▸ **DIRECTIVE**
Write out the material exactly, without any of its pictures.

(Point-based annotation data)
— start —
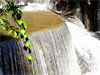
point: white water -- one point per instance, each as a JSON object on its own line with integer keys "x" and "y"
{"x": 37, "y": 5}
{"x": 87, "y": 46}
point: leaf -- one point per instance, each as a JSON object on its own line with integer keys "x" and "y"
{"x": 1, "y": 21}
{"x": 24, "y": 25}
{"x": 18, "y": 16}
{"x": 25, "y": 35}
{"x": 32, "y": 72}
{"x": 30, "y": 58}
{"x": 20, "y": 22}
{"x": 10, "y": 31}
{"x": 23, "y": 31}
{"x": 28, "y": 44}
{"x": 25, "y": 47}
{"x": 15, "y": 34}
{"x": 3, "y": 27}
— end —
▸ **RESPONSE FOR THIS EXERCISE**
point: white water -- one point per instance, each as a JSON object on its own line with integer keys "x" and "y"
{"x": 37, "y": 5}
{"x": 87, "y": 46}
point: leaf -- one point per instance, each as a JSON object on its own line with integer keys "x" and "y"
{"x": 1, "y": 21}
{"x": 24, "y": 25}
{"x": 18, "y": 16}
{"x": 25, "y": 35}
{"x": 32, "y": 72}
{"x": 30, "y": 58}
{"x": 20, "y": 22}
{"x": 10, "y": 31}
{"x": 23, "y": 31}
{"x": 28, "y": 44}
{"x": 25, "y": 47}
{"x": 15, "y": 34}
{"x": 3, "y": 27}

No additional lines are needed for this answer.